[Object point labels]
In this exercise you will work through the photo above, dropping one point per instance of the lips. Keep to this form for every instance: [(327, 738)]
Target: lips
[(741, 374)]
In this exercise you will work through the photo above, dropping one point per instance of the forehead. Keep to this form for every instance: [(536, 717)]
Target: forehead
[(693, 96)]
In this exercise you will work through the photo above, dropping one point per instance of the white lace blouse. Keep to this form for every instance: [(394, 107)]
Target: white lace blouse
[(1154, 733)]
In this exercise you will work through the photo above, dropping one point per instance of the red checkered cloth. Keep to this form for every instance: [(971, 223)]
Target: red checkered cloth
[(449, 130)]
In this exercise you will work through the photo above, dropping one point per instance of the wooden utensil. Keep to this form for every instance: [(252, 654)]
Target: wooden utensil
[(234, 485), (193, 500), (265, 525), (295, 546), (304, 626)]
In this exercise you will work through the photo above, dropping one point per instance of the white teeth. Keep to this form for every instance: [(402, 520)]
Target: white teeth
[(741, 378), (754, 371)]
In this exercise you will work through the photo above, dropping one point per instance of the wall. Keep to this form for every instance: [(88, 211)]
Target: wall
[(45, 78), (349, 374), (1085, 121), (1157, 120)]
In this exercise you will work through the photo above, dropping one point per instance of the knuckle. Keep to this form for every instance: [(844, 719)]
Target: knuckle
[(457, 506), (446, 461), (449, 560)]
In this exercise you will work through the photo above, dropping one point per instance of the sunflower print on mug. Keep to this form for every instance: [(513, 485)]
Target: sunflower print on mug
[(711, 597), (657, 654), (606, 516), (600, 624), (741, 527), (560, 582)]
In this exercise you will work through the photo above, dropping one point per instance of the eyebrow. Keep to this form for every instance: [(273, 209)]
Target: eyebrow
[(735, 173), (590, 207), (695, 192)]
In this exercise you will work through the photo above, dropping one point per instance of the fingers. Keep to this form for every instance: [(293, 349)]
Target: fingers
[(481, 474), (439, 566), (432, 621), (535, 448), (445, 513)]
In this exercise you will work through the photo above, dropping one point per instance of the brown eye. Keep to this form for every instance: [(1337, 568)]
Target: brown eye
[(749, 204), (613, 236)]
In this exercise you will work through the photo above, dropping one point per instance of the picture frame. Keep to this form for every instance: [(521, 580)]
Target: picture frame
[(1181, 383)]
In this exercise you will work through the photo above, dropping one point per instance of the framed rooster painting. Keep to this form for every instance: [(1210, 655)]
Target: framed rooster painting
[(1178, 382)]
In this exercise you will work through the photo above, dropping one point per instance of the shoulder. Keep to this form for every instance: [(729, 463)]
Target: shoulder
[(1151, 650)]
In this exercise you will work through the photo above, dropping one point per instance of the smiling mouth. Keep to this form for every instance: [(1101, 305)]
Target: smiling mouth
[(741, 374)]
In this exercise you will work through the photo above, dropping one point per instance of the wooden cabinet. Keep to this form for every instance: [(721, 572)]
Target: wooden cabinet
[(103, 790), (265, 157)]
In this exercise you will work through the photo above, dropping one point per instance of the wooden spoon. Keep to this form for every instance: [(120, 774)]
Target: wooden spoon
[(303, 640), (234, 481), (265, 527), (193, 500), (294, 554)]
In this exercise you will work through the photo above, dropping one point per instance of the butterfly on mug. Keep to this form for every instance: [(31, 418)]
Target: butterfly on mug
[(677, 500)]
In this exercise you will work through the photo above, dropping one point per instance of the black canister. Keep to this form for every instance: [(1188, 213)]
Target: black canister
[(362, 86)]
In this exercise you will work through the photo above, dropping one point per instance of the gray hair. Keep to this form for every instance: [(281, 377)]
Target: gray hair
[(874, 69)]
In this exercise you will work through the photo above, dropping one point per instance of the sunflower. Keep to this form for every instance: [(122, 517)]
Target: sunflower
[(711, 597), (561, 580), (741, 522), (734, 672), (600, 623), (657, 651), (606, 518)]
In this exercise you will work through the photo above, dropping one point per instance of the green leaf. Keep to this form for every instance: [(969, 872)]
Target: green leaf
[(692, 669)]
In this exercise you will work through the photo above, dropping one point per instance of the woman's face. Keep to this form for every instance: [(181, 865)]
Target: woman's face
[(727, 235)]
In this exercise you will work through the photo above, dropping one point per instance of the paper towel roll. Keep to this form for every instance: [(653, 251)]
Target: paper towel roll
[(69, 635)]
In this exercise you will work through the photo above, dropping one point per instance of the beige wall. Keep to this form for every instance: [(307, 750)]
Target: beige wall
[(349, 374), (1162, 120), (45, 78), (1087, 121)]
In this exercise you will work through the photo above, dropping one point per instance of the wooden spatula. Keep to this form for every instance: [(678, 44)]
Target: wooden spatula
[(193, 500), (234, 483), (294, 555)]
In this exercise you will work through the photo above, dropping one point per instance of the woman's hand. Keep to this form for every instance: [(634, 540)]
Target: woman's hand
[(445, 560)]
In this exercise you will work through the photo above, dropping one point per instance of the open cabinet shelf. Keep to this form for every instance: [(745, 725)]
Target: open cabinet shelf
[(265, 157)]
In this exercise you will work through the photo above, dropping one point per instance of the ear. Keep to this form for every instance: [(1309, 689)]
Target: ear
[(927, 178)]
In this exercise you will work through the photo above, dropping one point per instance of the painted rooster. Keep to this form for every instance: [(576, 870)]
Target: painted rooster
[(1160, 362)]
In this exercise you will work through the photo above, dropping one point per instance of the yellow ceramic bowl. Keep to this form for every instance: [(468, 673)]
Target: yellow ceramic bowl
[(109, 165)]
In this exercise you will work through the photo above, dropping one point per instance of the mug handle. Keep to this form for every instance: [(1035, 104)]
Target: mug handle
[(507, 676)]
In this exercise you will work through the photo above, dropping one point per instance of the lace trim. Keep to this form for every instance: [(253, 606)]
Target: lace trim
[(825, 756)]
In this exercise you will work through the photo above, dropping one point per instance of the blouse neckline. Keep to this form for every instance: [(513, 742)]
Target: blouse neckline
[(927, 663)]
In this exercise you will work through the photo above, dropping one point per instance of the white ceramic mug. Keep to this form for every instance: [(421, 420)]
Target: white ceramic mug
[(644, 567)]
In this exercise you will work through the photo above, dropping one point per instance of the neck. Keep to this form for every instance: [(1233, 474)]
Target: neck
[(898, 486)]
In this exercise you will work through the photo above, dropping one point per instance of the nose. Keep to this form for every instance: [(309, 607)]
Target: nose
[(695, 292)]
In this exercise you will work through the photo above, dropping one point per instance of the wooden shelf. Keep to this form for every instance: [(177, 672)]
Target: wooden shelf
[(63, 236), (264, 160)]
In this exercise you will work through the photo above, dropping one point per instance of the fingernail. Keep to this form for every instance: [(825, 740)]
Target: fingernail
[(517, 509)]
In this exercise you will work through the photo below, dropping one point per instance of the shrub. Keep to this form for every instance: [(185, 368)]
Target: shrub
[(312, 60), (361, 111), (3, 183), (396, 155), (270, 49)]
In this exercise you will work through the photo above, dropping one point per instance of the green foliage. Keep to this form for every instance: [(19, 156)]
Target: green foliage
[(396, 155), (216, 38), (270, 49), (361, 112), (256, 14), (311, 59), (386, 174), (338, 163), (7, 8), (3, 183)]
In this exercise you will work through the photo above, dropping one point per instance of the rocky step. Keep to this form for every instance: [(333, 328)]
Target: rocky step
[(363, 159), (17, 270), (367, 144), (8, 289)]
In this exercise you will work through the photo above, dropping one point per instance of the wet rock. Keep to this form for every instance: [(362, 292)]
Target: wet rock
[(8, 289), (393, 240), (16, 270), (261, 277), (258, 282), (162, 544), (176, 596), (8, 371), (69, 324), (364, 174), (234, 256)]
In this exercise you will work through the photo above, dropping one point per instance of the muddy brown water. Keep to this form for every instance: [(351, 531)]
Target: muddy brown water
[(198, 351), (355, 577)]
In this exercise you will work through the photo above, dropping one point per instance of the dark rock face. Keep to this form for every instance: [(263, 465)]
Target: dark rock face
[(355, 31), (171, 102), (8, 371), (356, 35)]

#### Exercise directions:
Output the rows from the line containing "instance: [(653, 251)]" through the line containing "[(349, 374), (1162, 120), (45, 78), (1087, 121)]", both included, as a JSON list of strings with one string per line and blank lines left out.

#### Result of the exercise:
[
  "In this exercise you will work through the photo above, dropping one point per instance of the paper towel roll. Keep to this form for every instance: [(653, 251)]",
  "Target: paper towel roll",
  "[(69, 635)]",
  "In this exercise you will work through the photo above, dropping one point per instance of the beige wall. Keep to this form for every instance: [(307, 750)]",
  "Target: beige wall",
  "[(349, 374), (1162, 120), (45, 78), (1087, 121)]"
]